→ Your objective
Put this sentence from the text on drugs in the wild into Spanish: "Medicinal compounds have even been detected in remote environments, like surface waters in Antarctica."

→ Source extract
Start of Block

Overdosing Mother Nature, Small Pond: Both scientific and anecdotal information about various drugs’ effects on human physiology bounds. But medicines also have an impact in the wild. Our bodies, homes, and factories are emitting pharmaceuticals that enter waterways and accumulate in fish, bugs, mollusks, crustaceans, birds, and warm-blooded animals. Areas around drug-manufacturing plants are hot spots for pharmaceutical pollution, as are waterways near hospitals and aging sewage infrastructure. Medicinal compounds have even been detected in remote environments, like surface waters in Antarctica. Traces of many drugs — antifungals, antimicrobials, and antibacterials — as well as ones for pain, fertility, mood, sleeplessness, and neurodegenerative diseases have been found in waterways.
While it is difficult to track medicines’ affect in the wild, toxicologists believe their influences on fauna can occur at low concentrations, and may be distinct from their impacts on humans. Lab studies of marine life have demonstrated a variety of symptoms. Amphetamines change the timing of aquatic insect development; antidepressants impede cuttlefish’s learning and memory, and cause marine and freshwater snails to peel off rocks. Drugs that affect serotonin levels in humans cause shore crabs to exhibit “risky behavior,” and female starlings to become less attractive to males, who in turn sing less. Shrimp dosed with Prozac are more likely to swim toward a light source, making them more vulnerable to predators hunting in sunlit areas. When Atlantic small salmon, called smolts, are exposed to anti-anxiety benzodiazepines they migrate nearly twice as quickly as their unmedicated counterparts, meaning the juvenile fish are likely to arrive at the sea in an underdeveloped state and before seasonal conditions are favorable.
Recent modeling shows that a platypus living in a contaminated stream in Melbourne is already likely to ingest more than half a recommended adult dose of antidepressants every day. If current trends persist, scientists estimate that by 2050 the volume of pharmaceuticals diffusing into fresh water could have increased by two-thirds. Humans can appreciate that they can affect the mental health of captive animals; now they should know they may also inadvertently be changing the mental health of wildlife.

End of Block

→ Listed records

Start of Block

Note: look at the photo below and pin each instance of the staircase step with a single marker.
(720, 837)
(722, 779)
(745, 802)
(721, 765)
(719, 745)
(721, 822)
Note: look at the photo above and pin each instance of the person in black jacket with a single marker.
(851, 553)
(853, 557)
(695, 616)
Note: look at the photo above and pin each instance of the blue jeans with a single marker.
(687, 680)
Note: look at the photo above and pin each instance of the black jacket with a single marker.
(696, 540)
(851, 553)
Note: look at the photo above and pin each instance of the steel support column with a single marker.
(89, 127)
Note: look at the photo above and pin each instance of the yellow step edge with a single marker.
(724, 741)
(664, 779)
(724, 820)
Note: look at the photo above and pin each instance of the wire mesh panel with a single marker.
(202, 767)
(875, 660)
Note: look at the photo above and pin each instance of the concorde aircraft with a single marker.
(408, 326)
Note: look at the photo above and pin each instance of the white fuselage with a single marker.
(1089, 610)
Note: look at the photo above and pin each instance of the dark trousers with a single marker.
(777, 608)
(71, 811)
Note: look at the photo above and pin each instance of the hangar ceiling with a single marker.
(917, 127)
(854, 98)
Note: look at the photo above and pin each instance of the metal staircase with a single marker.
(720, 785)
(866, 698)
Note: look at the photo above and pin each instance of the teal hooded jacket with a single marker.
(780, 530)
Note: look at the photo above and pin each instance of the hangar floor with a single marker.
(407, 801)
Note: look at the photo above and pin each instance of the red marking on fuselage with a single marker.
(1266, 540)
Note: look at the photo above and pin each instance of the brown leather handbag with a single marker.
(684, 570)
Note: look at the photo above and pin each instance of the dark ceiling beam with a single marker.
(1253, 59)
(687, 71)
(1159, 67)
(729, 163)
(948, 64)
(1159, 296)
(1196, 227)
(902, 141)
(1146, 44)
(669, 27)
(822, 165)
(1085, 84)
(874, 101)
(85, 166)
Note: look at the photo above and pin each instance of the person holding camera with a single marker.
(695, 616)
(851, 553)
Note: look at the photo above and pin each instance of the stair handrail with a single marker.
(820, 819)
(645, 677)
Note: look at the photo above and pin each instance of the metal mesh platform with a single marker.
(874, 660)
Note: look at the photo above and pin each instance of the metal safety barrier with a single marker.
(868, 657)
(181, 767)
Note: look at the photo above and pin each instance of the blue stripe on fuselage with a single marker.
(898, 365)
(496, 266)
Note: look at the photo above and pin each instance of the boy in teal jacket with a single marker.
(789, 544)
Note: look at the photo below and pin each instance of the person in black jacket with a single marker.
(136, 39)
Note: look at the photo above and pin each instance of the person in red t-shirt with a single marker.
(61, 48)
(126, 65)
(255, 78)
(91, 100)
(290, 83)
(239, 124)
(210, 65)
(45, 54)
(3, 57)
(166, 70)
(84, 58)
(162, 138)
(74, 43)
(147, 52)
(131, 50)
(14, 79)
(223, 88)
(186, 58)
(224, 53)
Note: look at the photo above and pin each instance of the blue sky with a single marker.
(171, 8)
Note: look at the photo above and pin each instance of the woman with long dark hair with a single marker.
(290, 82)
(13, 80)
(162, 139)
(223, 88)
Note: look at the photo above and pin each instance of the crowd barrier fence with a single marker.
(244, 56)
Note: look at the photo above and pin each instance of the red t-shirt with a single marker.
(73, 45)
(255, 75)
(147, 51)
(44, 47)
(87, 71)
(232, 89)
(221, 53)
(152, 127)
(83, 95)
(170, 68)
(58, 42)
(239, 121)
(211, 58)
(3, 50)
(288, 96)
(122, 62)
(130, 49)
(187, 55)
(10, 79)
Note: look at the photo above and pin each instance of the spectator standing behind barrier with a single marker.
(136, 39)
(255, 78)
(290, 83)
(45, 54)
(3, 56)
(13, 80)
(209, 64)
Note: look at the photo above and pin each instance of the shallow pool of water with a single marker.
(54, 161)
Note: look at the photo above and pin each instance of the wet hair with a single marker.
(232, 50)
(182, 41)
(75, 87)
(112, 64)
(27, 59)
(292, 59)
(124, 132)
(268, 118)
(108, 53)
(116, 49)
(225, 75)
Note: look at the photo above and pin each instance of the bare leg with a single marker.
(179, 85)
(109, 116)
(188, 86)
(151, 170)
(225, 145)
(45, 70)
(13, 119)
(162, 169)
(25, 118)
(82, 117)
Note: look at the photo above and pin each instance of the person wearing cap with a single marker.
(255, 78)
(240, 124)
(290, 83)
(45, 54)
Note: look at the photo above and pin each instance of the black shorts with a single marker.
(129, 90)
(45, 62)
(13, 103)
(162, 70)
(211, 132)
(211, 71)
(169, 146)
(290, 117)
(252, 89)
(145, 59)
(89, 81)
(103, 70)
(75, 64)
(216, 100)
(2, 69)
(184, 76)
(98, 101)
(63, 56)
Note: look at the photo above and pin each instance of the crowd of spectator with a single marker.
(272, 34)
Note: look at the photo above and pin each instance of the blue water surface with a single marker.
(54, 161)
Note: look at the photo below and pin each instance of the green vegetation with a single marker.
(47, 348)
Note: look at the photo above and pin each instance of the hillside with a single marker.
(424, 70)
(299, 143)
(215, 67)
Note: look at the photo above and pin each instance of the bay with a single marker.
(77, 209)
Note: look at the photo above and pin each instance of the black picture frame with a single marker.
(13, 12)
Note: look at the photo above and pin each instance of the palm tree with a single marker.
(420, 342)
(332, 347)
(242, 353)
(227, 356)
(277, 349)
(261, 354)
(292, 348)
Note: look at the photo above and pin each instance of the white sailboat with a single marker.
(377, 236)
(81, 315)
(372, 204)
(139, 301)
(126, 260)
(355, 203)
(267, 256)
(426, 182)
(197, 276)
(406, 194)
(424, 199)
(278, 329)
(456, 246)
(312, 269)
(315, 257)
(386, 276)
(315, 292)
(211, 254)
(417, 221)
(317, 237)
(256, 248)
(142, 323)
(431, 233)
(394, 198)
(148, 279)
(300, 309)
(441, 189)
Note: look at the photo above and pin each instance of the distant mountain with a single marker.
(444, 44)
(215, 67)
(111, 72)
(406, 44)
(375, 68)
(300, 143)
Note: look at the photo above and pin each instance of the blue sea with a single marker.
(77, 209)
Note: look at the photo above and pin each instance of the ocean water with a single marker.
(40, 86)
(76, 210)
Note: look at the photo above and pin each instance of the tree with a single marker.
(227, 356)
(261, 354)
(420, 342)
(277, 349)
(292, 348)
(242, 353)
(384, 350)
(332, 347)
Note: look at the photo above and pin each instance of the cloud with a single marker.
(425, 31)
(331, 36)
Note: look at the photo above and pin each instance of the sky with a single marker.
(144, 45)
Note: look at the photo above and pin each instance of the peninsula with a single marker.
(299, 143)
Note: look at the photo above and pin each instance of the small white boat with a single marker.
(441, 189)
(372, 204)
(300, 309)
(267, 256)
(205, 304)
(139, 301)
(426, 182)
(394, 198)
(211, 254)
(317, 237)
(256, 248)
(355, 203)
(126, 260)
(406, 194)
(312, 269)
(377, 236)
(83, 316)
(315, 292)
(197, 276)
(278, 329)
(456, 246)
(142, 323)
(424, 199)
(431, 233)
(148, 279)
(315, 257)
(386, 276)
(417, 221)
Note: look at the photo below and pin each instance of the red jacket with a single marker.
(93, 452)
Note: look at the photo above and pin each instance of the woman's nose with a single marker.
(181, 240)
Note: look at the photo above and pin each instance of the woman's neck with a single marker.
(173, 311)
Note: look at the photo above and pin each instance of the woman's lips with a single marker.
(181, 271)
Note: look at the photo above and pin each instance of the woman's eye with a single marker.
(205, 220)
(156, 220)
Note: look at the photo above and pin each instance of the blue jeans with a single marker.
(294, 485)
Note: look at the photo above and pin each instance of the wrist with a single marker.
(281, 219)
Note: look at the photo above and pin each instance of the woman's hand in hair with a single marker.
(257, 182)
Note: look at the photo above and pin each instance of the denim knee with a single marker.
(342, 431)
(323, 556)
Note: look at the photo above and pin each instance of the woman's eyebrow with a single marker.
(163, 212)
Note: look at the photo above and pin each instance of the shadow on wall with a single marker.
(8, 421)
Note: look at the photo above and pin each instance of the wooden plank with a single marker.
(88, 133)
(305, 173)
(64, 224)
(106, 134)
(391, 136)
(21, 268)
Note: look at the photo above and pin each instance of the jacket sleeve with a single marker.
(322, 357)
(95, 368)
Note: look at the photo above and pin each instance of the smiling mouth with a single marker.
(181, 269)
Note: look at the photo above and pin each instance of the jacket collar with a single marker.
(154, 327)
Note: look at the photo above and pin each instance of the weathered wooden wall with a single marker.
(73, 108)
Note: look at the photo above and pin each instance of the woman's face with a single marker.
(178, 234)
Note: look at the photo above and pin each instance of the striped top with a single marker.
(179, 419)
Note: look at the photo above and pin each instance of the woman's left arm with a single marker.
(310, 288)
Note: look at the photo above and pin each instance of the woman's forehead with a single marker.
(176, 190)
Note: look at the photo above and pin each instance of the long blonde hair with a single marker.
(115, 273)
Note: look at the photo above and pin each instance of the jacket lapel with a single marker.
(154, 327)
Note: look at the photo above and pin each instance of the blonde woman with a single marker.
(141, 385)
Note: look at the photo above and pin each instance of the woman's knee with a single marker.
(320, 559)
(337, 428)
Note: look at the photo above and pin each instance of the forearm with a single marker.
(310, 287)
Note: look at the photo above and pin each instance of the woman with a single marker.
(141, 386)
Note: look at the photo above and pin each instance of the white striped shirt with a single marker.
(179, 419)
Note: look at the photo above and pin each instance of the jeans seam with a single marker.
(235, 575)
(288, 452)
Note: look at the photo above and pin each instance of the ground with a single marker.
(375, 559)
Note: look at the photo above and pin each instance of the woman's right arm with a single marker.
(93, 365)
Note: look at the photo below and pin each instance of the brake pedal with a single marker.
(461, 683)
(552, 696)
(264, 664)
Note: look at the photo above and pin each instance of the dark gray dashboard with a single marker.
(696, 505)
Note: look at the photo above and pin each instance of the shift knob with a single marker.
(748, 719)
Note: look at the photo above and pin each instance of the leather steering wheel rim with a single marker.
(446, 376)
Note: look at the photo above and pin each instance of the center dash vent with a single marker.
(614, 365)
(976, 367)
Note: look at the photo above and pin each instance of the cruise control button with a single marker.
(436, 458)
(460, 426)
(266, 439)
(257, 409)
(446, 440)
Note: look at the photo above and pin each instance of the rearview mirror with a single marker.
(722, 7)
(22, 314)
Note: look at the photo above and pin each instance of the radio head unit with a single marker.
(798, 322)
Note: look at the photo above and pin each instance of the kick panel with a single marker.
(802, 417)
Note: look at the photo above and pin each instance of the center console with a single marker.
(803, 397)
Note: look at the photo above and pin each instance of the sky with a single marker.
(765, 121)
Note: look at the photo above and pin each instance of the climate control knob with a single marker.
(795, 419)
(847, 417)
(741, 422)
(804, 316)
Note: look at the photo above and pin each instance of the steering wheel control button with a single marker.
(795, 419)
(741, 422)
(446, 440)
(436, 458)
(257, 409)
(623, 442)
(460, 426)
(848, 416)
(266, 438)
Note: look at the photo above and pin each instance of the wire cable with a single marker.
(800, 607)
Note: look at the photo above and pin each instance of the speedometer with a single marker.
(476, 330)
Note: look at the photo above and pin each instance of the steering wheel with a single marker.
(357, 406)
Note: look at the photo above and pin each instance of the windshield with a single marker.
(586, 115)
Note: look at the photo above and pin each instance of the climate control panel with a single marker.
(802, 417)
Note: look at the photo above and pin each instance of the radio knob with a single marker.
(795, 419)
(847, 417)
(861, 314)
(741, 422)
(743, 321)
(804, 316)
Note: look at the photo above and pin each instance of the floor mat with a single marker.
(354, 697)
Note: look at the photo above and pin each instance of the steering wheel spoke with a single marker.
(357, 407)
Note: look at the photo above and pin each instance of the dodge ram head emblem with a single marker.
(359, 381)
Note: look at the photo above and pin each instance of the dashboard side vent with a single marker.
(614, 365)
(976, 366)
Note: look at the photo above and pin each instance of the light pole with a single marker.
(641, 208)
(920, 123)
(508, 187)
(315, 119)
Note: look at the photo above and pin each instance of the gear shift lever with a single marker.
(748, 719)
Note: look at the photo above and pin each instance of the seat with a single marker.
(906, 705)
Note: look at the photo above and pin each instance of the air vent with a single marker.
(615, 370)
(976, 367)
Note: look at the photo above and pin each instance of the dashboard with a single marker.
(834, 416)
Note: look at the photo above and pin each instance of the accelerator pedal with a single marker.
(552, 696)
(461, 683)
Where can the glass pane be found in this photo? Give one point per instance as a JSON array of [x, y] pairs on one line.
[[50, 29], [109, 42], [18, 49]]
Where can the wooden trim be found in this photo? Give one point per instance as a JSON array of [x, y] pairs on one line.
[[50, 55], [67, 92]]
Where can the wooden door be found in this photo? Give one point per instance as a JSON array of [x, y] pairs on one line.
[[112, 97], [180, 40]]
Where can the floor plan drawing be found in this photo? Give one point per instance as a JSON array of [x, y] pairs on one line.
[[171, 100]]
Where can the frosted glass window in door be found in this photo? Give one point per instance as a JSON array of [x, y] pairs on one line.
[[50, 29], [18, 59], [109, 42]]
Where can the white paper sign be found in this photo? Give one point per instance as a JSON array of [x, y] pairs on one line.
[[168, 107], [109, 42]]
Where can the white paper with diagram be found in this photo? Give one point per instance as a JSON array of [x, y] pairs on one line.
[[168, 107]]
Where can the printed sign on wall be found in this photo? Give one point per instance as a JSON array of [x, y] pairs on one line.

End of Block

→ Completed exercise
Incluso se han detectado compuestos medicinales en entornos remotos, como las aguas superficiales de la Antártida.